» **What the task requires**:
Copy out the lines of the listing below word for word, starting at the line that contains "On this screenshot, the girl's arm" and ending at the line that contains "[25,318,514,799]", with both of those lines included.

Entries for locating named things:
● ● ● ●

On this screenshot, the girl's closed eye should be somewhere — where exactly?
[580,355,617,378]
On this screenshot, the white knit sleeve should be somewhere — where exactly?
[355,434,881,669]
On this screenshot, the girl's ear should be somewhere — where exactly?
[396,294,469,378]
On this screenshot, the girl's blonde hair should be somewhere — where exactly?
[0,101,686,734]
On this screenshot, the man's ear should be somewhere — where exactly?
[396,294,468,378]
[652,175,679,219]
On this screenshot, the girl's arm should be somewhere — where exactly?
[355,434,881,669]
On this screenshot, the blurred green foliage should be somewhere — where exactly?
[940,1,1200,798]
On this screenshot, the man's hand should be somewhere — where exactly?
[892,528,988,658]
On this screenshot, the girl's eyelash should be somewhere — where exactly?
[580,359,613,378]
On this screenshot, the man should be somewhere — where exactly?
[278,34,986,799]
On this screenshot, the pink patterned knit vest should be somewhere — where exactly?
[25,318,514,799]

● ● ● ●

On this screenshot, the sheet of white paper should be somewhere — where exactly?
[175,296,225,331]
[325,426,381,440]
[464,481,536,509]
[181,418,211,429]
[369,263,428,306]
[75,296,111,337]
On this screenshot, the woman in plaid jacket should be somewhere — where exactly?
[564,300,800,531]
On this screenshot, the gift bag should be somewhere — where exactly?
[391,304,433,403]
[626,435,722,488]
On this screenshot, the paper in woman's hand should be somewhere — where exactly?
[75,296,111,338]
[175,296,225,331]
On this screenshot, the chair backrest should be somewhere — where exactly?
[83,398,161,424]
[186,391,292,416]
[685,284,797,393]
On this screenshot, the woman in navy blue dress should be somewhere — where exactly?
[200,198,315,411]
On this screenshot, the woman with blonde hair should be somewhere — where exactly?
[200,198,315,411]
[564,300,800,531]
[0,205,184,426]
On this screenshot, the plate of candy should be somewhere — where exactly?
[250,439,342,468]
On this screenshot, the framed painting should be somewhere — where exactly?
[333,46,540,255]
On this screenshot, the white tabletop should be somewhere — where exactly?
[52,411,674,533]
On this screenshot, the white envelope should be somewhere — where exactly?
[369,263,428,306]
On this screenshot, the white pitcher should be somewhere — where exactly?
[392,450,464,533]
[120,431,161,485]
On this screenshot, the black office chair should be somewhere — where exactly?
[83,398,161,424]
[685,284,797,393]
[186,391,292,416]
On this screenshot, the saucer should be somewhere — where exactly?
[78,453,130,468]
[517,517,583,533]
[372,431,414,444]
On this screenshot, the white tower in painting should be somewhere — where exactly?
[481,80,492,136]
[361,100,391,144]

● ● ● ●

» **Result for this exercise**:
On this screenshot, the girl's arm should be somewhere — where exactly?
[355,434,881,669]
On this screenshot, the blurred green foliage should be somewhere — where exactly?
[940,1,1200,798]
On this screenshot, the man's hand should be somewhere — where exactly?
[892,528,988,658]
On this screenshot, the girl's eyelash should be somewhere — where exactly?
[580,359,613,378]
On this screenshot, the man should be somewhere — where exactly?
[278,34,986,799]
On this screenshot, the pink patterned knit vest should be somewhere — where exactly?
[25,318,514,799]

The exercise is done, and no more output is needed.